THE PROBLEM:
Starting at the line containing "Objective — one point per instance of the grass" and running through the end of the items, reproduce every line, requests included. Offset each x and y coordinate in the answers by 28 and leave the sample points in the requests unchanged.

EXTRACTED DATA:
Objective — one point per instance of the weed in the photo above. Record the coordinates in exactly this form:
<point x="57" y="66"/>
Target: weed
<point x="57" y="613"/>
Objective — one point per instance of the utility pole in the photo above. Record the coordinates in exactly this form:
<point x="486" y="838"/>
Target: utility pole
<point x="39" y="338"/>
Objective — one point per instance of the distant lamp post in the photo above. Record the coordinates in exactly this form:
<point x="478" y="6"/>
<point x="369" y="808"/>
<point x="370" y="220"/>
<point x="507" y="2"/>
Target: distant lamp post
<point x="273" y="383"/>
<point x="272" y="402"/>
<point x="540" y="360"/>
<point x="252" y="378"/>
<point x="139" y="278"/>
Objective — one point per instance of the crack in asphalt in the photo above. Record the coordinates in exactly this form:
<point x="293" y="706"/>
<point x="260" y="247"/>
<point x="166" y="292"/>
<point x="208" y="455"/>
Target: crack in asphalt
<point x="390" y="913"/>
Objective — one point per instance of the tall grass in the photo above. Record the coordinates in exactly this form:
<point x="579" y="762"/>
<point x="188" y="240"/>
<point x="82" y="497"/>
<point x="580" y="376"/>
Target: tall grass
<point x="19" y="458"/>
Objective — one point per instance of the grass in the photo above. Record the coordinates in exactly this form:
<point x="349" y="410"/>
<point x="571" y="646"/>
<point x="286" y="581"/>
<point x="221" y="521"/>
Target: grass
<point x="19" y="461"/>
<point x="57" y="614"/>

FULL OUTPUT:
Objective — one point per instance of the grass in the photo above. Record the coordinates in exactly this form:
<point x="349" y="410"/>
<point x="571" y="646"/>
<point x="286" y="581"/>
<point x="221" y="521"/>
Target: grass
<point x="47" y="489"/>
<point x="85" y="642"/>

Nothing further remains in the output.